* _What is required_: Each line from the one containing "[1092, 121]" through the end of the data is to be written out exactly, and nothing more.
--------------------
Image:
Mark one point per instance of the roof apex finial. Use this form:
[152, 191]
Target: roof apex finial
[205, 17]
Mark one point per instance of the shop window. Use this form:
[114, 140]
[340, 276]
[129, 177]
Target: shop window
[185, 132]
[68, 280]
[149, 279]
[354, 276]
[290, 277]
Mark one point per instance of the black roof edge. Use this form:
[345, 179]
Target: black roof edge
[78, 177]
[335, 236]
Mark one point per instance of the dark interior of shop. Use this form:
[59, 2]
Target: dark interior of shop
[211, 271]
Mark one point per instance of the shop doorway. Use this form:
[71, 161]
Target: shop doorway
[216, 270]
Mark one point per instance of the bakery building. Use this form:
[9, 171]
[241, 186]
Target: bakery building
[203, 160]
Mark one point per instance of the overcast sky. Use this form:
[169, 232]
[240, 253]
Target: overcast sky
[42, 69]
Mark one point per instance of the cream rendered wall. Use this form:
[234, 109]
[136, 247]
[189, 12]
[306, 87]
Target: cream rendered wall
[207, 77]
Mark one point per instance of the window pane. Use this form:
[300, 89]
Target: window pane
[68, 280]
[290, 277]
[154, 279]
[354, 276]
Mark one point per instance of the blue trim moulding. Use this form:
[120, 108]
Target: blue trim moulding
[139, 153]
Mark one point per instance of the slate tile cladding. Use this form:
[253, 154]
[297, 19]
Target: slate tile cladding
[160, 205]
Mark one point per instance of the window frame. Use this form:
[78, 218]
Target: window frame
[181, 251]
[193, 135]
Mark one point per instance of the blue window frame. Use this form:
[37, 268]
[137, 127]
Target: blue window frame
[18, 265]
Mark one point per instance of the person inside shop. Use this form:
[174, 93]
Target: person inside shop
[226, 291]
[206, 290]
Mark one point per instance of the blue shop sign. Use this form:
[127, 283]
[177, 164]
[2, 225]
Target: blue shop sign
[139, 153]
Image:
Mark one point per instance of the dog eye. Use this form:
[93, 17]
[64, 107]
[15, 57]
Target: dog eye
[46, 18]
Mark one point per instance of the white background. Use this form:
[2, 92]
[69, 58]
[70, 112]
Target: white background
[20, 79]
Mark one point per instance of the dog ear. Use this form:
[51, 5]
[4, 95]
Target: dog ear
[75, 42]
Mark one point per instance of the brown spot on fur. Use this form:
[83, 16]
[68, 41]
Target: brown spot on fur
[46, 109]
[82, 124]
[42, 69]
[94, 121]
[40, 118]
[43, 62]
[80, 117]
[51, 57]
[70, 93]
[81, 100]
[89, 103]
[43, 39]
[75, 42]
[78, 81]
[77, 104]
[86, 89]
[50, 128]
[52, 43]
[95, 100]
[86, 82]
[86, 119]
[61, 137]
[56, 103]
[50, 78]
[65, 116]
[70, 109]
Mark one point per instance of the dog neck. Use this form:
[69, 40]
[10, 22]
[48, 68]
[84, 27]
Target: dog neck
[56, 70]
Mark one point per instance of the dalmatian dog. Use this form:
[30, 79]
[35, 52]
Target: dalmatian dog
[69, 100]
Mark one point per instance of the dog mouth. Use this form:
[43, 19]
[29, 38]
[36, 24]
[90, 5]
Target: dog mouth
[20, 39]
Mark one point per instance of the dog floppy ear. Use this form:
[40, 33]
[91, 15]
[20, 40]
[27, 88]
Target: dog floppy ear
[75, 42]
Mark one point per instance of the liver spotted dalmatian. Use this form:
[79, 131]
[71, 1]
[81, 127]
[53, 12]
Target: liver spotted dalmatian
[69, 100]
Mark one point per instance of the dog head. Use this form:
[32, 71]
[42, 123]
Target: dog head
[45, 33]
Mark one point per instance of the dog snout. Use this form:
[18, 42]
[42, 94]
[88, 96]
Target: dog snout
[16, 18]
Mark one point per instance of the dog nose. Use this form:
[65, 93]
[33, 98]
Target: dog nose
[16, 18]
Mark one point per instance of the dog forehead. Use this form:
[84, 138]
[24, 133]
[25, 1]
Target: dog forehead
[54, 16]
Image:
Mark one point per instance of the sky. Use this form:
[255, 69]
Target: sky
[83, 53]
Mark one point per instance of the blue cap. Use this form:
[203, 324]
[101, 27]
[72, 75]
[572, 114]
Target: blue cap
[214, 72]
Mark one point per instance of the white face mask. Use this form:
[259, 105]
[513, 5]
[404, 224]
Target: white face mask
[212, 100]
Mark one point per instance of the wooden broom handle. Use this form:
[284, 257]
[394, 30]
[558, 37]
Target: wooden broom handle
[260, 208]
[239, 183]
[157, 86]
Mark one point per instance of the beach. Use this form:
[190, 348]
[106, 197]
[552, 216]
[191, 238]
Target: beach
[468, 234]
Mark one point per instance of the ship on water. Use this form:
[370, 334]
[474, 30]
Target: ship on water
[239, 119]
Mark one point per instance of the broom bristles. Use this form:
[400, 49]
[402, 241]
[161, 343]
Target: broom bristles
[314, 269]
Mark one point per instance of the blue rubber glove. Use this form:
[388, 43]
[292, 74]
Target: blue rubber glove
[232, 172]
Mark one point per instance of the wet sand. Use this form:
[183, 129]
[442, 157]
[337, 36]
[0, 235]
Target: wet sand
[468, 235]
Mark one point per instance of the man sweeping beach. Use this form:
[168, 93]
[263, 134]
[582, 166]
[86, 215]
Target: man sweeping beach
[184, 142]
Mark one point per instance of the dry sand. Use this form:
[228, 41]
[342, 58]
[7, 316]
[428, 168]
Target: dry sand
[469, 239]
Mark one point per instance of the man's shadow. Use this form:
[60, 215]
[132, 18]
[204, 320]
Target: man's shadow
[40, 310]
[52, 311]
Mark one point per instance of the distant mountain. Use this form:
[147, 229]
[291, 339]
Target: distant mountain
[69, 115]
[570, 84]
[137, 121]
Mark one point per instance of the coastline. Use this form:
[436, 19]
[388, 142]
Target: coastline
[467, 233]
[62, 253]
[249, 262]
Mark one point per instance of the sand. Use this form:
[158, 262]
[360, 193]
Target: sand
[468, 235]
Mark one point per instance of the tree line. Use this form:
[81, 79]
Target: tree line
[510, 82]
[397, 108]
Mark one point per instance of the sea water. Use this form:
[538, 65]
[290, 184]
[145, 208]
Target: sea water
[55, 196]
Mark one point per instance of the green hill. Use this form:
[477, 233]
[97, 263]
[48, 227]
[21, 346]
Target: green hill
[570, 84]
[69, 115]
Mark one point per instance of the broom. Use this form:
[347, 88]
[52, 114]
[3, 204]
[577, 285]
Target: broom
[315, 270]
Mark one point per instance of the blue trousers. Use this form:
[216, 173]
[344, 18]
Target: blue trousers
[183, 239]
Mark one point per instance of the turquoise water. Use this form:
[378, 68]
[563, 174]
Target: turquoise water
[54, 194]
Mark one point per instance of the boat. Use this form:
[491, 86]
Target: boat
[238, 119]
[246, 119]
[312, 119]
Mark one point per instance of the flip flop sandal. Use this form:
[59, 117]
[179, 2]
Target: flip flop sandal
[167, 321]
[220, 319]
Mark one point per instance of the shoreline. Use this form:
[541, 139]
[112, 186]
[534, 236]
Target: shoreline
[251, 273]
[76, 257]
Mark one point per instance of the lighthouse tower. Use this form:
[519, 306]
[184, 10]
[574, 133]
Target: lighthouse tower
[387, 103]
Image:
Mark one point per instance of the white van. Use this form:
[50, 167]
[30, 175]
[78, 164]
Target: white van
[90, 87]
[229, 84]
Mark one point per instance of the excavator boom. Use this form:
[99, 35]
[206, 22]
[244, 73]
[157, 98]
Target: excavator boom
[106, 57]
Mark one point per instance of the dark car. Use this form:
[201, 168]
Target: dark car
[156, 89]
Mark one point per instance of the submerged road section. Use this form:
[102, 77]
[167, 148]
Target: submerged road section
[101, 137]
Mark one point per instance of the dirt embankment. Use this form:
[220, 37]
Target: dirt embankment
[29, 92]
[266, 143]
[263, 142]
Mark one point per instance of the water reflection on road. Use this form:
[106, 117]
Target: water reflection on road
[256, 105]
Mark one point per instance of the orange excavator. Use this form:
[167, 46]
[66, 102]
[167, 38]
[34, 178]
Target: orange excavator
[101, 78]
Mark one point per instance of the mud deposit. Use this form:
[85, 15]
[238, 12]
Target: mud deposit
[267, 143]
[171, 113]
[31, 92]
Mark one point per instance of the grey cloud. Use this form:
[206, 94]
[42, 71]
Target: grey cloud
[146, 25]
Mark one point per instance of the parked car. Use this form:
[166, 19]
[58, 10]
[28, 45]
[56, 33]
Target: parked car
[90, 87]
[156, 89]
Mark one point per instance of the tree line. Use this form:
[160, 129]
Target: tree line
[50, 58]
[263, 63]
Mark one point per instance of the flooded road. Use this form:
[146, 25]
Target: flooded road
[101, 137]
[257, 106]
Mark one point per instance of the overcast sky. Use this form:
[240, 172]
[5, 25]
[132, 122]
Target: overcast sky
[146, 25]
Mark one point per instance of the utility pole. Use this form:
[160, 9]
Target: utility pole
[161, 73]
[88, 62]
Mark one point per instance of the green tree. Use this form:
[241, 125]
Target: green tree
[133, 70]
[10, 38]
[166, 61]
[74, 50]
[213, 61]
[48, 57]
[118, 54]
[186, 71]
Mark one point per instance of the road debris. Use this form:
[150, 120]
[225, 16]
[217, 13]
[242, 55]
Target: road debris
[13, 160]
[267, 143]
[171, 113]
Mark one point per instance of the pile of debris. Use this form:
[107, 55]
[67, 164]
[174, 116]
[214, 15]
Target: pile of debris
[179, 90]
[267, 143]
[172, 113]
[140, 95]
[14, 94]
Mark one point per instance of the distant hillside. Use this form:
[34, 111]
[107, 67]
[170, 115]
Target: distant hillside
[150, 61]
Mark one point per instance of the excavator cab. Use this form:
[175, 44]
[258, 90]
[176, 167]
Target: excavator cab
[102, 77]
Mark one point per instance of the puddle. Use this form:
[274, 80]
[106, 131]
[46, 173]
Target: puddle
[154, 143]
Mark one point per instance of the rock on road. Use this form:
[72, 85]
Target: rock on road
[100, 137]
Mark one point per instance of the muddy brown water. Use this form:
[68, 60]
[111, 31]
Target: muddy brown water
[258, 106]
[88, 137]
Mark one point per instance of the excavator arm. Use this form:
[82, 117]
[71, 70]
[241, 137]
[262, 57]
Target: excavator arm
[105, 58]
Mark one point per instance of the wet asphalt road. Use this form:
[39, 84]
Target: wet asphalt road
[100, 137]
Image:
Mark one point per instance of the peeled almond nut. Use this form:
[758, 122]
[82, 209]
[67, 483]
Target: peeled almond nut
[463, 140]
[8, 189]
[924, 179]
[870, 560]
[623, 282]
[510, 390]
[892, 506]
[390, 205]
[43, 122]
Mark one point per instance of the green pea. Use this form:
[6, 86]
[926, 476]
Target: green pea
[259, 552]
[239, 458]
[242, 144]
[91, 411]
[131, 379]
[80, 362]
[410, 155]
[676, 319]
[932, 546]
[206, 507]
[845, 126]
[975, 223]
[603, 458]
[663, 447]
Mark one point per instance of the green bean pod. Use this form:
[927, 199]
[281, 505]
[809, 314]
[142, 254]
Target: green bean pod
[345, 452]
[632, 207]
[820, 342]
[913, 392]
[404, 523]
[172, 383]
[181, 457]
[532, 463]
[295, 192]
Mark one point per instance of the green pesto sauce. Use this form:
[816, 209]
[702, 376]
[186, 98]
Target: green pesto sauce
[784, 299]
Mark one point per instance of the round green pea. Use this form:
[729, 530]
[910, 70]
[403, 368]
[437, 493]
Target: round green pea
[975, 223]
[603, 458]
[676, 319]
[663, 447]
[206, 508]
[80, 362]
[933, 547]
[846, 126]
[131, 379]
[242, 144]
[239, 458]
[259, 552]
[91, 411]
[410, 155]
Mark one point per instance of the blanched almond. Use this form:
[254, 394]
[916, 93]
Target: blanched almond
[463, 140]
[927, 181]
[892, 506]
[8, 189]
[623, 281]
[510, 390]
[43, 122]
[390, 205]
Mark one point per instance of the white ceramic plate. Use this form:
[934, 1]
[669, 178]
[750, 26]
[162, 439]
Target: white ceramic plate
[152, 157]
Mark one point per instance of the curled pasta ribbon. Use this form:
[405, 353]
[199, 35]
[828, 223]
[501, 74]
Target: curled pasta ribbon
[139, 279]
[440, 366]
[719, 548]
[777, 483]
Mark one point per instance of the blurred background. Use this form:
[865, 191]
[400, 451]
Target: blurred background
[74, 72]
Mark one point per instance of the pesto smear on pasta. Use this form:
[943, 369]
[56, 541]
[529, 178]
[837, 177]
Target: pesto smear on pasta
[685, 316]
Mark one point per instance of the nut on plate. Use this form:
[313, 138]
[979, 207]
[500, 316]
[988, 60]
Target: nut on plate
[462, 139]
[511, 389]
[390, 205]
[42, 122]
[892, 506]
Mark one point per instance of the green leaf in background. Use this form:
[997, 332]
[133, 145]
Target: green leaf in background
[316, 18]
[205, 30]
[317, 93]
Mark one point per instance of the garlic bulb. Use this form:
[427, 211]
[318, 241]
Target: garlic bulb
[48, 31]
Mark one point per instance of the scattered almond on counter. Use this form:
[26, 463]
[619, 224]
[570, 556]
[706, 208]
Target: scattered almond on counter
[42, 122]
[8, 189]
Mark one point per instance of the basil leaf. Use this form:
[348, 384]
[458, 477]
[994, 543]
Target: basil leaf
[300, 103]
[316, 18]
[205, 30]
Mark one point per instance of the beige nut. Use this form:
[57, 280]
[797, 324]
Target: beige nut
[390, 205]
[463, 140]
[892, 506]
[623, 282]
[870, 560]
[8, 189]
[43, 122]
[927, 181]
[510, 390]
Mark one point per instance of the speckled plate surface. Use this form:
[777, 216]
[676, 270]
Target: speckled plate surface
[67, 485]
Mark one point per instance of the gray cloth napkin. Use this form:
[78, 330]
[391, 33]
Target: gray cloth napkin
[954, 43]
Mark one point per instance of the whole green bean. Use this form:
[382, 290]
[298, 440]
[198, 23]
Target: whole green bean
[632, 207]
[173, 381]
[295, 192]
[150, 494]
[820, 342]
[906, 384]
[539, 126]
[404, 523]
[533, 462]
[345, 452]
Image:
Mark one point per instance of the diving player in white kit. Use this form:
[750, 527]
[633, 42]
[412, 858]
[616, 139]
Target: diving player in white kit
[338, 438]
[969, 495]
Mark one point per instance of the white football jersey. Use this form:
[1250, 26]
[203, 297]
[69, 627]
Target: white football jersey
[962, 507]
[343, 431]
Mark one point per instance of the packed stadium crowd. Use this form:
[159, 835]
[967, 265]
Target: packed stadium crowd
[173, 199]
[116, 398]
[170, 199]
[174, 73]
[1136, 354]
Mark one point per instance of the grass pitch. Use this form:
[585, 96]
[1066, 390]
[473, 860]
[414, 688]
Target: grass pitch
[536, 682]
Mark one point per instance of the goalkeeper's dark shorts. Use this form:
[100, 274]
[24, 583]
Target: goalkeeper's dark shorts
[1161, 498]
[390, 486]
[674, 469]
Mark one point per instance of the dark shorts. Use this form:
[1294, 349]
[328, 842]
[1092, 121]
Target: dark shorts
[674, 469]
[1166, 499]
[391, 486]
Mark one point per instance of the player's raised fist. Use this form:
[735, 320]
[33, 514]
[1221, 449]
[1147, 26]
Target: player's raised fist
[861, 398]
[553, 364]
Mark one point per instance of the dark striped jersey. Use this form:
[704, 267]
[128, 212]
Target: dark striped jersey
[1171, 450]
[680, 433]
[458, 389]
--------------------
* _Result for this task_:
[1092, 121]
Target: dark shorts
[674, 469]
[1166, 499]
[391, 486]
Mark one point per instance of the player's raised fist. Use this form:
[735, 320]
[33, 514]
[1221, 449]
[1147, 26]
Target: player's raised fist
[861, 398]
[553, 364]
Mark one point per instance of the dark striped jersey. Use this form:
[704, 267]
[128, 212]
Target: dark striped jersey
[1171, 450]
[680, 433]
[458, 389]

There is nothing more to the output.